** Begin **
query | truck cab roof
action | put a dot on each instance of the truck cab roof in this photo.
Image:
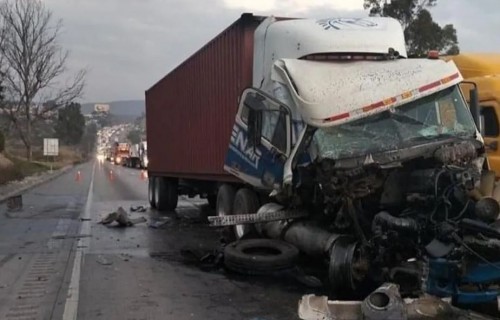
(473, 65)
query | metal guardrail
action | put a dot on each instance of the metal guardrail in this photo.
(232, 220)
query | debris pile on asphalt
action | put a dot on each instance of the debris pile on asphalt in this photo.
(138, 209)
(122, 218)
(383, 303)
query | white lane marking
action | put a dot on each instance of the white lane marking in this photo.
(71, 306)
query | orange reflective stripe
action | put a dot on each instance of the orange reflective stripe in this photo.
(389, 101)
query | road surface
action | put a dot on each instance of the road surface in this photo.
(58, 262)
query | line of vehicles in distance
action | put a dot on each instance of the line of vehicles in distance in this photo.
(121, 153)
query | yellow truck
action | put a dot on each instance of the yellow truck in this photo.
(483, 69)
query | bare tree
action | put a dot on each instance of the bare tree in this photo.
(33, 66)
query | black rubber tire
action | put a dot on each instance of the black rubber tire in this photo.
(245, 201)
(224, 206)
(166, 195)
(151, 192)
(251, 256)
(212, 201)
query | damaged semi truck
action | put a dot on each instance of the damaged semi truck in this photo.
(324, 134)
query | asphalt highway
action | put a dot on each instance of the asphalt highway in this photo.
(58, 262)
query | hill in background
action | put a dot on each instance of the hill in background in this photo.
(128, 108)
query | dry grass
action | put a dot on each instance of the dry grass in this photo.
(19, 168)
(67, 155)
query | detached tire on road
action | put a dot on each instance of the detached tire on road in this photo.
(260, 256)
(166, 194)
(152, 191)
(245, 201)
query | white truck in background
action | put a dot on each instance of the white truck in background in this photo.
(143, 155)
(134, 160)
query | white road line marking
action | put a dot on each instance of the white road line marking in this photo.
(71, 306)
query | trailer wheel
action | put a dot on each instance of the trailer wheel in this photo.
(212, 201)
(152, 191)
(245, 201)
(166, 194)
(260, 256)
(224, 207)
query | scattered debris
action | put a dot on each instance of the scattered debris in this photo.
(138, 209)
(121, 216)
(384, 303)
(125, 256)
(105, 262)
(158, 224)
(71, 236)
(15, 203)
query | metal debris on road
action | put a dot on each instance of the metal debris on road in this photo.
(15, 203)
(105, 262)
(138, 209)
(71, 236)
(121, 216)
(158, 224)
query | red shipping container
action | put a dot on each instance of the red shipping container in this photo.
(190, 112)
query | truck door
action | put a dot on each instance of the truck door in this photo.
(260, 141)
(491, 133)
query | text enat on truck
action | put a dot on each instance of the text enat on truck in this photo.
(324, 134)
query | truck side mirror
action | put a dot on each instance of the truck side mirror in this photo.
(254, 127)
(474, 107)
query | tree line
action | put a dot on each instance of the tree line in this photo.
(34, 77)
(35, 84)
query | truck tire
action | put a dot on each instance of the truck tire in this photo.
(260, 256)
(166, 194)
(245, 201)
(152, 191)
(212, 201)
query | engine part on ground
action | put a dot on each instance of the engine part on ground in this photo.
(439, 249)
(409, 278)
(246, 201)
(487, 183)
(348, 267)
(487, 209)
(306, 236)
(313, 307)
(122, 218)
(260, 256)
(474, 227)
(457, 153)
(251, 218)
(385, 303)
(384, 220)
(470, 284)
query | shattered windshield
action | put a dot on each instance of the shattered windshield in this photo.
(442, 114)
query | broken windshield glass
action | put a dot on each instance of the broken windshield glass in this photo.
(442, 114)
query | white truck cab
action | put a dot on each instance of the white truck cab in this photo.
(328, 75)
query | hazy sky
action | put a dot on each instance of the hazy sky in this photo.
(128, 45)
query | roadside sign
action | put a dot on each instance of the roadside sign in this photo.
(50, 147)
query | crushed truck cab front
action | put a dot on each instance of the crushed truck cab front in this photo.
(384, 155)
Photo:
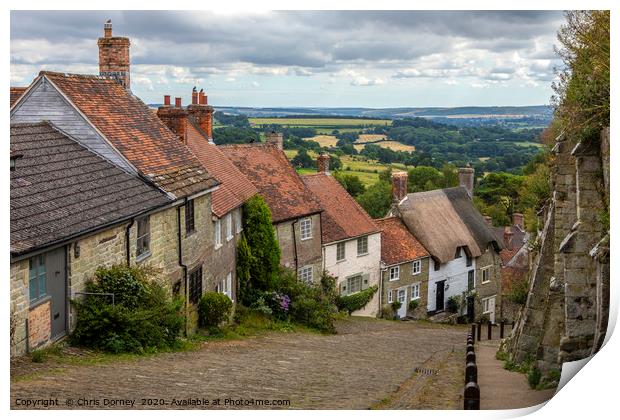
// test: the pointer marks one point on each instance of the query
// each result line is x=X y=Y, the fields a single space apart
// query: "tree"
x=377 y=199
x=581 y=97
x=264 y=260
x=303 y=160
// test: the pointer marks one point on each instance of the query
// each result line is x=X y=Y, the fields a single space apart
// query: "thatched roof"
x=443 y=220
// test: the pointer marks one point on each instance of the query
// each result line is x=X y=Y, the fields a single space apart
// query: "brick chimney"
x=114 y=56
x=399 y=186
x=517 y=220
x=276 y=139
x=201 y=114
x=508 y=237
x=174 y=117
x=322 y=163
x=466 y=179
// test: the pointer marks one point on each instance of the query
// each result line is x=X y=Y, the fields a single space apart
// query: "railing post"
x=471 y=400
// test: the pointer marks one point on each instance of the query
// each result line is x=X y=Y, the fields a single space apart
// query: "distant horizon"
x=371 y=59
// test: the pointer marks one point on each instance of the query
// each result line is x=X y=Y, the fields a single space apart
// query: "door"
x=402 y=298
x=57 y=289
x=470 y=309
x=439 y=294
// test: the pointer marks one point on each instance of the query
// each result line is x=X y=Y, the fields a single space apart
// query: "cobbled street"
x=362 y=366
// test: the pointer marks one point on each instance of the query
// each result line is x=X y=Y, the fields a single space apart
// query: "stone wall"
** End **
Do this:
Gather every line above that contains the word "shipping" and copy each one in full. Treat uppercase and lowercase as different.

Correct answer:
query | red shipping container
action | put a dot on each instance of the red shipping container in this photo.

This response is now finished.